ABOUT THIS EXERCISE
Of the lines listed below, return exactly those that run from the line containing "box: [2, 123, 54, 158]" through the line containing "129L34 126L26 131L0", both included.

TASK MATERIAL
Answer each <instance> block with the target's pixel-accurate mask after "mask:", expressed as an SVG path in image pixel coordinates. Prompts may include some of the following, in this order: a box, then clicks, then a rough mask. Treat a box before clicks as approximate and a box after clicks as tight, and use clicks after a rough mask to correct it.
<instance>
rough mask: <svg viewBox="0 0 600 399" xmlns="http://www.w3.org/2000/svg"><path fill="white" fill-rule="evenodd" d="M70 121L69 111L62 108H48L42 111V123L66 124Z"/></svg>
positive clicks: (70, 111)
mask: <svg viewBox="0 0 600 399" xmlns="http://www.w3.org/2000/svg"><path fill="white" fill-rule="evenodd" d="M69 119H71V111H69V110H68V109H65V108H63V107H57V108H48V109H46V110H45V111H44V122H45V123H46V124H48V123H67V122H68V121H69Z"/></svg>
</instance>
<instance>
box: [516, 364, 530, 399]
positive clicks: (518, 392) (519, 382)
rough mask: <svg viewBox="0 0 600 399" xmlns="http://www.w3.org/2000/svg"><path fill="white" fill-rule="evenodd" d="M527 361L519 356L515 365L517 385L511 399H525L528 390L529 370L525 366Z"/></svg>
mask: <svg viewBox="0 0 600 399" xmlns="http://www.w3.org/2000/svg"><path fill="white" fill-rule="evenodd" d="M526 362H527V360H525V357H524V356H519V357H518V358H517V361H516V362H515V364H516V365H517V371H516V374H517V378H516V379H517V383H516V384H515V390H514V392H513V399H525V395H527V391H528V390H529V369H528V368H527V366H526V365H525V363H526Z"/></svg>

--

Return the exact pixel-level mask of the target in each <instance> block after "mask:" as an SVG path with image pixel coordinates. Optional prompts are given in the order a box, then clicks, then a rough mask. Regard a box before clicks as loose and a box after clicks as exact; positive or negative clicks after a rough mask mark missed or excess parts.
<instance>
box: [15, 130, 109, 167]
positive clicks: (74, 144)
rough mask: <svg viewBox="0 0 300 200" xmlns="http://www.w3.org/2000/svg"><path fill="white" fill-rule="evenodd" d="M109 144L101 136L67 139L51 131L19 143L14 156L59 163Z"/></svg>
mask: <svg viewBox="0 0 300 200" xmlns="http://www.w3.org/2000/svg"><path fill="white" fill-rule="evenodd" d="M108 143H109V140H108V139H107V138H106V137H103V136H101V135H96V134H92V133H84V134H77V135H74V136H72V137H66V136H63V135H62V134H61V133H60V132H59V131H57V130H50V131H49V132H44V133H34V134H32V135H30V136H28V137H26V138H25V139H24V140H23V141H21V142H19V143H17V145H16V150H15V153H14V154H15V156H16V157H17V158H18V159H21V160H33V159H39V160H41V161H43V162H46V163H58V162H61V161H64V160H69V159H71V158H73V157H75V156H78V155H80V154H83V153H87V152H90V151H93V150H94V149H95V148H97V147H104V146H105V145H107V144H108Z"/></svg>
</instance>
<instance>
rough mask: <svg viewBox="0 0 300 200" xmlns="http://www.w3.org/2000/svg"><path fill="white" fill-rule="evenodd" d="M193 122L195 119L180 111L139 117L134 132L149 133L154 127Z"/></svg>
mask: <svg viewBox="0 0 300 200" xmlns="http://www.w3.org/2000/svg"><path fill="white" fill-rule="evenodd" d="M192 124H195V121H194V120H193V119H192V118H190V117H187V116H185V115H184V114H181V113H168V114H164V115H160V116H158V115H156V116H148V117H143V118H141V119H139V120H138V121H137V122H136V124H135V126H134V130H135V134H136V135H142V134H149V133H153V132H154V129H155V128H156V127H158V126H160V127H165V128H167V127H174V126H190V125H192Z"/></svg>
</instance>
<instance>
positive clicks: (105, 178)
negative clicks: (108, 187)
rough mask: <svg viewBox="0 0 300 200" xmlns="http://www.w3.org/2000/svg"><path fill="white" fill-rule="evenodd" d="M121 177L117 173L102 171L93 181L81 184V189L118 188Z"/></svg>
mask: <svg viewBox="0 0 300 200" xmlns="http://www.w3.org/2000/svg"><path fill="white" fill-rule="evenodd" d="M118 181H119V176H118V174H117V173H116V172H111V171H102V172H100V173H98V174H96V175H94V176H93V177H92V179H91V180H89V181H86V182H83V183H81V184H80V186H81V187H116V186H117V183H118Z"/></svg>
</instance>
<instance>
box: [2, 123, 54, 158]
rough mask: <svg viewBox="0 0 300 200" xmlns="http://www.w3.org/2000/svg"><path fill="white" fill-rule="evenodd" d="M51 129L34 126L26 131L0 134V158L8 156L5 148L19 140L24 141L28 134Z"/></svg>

...

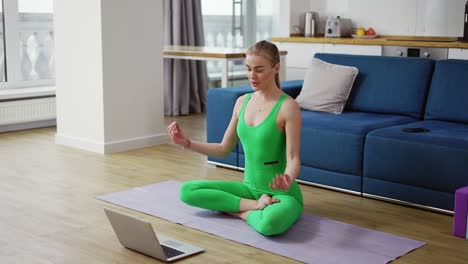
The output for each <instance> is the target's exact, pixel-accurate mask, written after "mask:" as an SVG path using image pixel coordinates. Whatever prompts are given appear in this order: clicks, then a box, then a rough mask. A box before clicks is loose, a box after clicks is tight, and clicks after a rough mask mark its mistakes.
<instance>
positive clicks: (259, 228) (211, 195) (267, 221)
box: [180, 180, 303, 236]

RESPONSE AREA
box: [2, 123, 54, 158]
rough mask: <svg viewBox="0 0 300 200" xmlns="http://www.w3.org/2000/svg"><path fill="white" fill-rule="evenodd" d="M51 129L34 126L26 131L0 134V158L8 156L5 148L19 140L24 141L28 134Z"/></svg>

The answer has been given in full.